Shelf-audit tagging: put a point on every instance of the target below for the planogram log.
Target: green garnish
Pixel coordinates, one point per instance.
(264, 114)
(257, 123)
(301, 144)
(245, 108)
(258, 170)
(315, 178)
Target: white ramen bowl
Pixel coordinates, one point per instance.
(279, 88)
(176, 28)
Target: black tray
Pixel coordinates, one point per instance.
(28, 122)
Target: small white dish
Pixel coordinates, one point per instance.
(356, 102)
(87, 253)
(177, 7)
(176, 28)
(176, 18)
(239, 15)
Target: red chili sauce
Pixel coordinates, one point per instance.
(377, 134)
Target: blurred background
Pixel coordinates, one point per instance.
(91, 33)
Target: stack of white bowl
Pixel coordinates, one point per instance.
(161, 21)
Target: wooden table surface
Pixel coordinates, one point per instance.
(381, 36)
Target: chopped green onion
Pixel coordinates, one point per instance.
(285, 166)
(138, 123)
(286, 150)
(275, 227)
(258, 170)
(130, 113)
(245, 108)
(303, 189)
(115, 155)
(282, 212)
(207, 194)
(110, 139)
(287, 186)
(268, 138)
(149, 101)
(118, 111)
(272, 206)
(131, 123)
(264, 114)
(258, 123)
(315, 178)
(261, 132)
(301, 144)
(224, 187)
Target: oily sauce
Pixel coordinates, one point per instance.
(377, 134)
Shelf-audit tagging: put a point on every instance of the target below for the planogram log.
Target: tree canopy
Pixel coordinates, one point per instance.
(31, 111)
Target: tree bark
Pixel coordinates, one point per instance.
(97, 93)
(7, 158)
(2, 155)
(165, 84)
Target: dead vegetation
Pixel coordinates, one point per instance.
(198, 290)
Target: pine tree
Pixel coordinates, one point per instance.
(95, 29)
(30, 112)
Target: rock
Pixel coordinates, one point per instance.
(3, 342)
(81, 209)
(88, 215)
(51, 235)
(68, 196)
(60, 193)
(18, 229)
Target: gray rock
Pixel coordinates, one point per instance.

# # # # #

» **What you will do**: Please reproduce each line above exactly as written.

» **Exercise result**:
Shelf-audit tagging: put a point on every instance of the target below for the planogram log.
Target: green garnish
Pixel coordinates, one point per instance.
(264, 114)
(257, 123)
(301, 144)
(245, 108)
(258, 170)
(315, 178)
Target: white ramen bowl
Pixel coordinates, one point per instance.
(279, 88)
(176, 28)
Target: black tray
Pixel coordinates, one point per instance.
(28, 122)
Target: small white dish
Pixel coordinates, one point per instance.
(356, 102)
(87, 253)
(177, 7)
(176, 28)
(176, 18)
(239, 15)
Target: red chili sauce
Pixel coordinates, one point per instance.
(377, 134)
Target: blurred background
Pixel coordinates, one point per instance.
(91, 33)
Target: stack of white bowl
Pixel coordinates, one point per instance.
(161, 21)
Target: wooden table surface
Pixel coordinates, one point per instance.
(381, 36)
Target: chopped green onion
Pixel coordinates, one point per instance.
(285, 166)
(138, 123)
(286, 150)
(275, 227)
(258, 170)
(130, 113)
(245, 108)
(303, 189)
(115, 155)
(282, 212)
(207, 194)
(110, 139)
(287, 186)
(268, 138)
(149, 101)
(118, 111)
(272, 206)
(131, 123)
(264, 114)
(258, 123)
(315, 178)
(261, 132)
(301, 144)
(224, 187)
Target: oily sauce
Pixel coordinates, one point per instance.
(377, 134)
Shelf-audit tagging: put a point on every instance of the target below for the planogram log.
Target: tree canopy
Pixel coordinates, one point per instance.
(31, 111)
Target: tree bark
Pixel coordinates, one point per instance.
(97, 93)
(7, 158)
(2, 155)
(165, 84)
Target: dead vegetation
Pixel coordinates, one point per instance.
(198, 290)
Target: pine tree
Pixel coordinates, one point per instance.
(95, 29)
(30, 112)
Target: rock
Pixel coordinates, one point per instance.
(3, 342)
(81, 209)
(88, 215)
(51, 235)
(68, 196)
(60, 193)
(18, 229)
Target: gray rock
Pixel coordinates, one point per instance.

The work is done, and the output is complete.